:: Exercise brief ::
Rewrite the items from the start of the records through the line containing "point(386, 259)", substituting "shirt" for "jersey" and keeping everything else unchanged.

Records
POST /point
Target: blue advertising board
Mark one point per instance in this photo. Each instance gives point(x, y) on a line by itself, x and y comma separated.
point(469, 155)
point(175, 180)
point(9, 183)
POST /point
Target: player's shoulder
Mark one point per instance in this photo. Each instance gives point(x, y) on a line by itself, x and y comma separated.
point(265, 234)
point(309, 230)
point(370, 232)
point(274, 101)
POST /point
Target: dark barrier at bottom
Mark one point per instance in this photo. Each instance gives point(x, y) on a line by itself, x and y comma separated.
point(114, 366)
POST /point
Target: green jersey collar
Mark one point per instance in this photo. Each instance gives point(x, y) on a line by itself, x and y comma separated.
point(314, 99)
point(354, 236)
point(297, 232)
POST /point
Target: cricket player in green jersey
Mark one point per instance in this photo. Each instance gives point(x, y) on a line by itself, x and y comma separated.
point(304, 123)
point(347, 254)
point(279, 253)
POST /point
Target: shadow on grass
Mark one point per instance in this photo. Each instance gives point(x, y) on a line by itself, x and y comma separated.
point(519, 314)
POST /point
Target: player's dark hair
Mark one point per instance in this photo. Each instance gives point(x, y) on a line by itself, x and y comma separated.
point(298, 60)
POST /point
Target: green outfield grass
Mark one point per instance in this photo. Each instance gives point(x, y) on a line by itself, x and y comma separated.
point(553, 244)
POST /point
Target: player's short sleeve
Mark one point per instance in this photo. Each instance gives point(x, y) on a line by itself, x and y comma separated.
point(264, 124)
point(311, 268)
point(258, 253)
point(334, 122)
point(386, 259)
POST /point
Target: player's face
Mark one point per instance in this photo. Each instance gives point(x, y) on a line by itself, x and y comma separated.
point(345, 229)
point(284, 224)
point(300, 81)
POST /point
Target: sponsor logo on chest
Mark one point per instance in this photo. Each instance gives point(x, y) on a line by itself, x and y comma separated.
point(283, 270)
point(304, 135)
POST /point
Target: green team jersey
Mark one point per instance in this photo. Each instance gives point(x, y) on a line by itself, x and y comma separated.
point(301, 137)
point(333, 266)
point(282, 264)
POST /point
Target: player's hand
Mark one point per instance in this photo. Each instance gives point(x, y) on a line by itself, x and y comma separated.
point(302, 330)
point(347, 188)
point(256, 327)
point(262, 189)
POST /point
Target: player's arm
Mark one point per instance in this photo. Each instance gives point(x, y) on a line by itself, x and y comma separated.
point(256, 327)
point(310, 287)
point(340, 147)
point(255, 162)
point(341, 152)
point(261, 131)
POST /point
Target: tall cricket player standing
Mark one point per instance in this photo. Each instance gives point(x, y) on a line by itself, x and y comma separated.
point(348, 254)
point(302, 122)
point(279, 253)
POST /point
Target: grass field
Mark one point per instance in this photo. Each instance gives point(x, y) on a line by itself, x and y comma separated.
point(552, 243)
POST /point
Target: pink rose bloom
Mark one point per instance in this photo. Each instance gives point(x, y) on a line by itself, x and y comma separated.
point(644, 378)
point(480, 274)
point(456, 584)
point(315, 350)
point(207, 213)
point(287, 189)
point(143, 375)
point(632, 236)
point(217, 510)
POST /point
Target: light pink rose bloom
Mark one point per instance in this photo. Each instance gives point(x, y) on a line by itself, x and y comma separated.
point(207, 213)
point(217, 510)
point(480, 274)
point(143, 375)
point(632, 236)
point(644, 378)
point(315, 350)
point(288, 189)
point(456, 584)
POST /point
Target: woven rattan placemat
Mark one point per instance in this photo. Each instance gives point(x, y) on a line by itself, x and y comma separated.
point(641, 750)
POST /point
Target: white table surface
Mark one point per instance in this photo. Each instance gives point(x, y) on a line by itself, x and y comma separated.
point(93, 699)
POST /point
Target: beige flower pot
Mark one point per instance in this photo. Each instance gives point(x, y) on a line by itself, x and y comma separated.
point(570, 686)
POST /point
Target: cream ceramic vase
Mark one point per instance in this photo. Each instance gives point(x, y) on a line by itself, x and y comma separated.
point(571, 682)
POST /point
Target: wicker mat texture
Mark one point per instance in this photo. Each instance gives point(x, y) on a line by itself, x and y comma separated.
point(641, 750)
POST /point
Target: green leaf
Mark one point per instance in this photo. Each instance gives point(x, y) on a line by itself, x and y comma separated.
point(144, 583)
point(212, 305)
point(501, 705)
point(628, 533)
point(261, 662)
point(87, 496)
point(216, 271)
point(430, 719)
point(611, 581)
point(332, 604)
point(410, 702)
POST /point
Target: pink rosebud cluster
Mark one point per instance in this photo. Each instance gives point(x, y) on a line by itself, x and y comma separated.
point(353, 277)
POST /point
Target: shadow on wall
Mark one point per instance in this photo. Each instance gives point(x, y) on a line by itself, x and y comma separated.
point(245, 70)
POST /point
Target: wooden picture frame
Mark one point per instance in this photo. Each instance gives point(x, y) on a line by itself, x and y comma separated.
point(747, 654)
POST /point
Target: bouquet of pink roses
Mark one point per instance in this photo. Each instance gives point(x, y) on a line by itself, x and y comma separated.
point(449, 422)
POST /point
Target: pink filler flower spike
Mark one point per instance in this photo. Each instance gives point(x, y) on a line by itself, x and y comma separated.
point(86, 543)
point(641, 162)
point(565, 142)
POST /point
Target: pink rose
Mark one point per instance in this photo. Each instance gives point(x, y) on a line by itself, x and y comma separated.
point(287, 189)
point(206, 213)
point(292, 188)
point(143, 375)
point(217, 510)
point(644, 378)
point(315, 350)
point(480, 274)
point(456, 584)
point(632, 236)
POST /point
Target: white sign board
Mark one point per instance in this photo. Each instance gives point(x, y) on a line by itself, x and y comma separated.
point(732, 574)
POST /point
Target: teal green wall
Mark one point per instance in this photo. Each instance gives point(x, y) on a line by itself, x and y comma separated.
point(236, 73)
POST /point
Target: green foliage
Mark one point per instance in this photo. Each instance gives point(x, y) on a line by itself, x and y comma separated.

:: Full solution ::
POST /point
Target: blue advertising board
Mark one point per instance in this photo. Each instance gives point(x, y) on a line by itself, x and y comma separated.
point(469, 155)
point(175, 180)
point(9, 183)
POST /point
Target: player's shoulder
Mark one point per instance in this photo. Each instance gives point(x, y) on a line by itself, x and y comma separated.
point(265, 234)
point(309, 230)
point(370, 232)
point(274, 101)
POST /point
Target: dark barrier at bottom
Mark one point per instance in this photo. Each instance gives point(x, y) on a line by itself, x and y comma separated.
point(114, 366)
POST /point
Target: green shirt collar
Mark one point per instance in this photo. Each instance gives point(x, y) on a line by itself, x and y comma separated.
point(314, 99)
point(354, 236)
point(297, 232)
POST /point
Target: cricket player in green shirt
Mark one point per instance in this photo. Each instance gives point(x, y) on a line by itself, x and y comma separated.
point(304, 123)
point(347, 254)
point(279, 253)
POST /point
Target: shadow on grass
Mark one point per instance in this photo. Each instance gives point(x, y) on a line by itself, x and y comma separated.
point(519, 314)
POST /point
Target: player's dark hair
Mark one point per instance in this photo. Each instance gives point(x, y) on a line by itself, x and y comma separated.
point(298, 60)
POST /point
Target: green outfield grass
Mark one point per instance in this photo. Each instance gives point(x, y) on a line by itself, x and y comma separated.
point(553, 244)
POST /point
Target: player's short sleeve
Mark one point per instance in this photo. Each instance gives point(x, y) on a line by itself, x and y comma separated.
point(264, 124)
point(311, 268)
point(258, 253)
point(334, 122)
point(386, 259)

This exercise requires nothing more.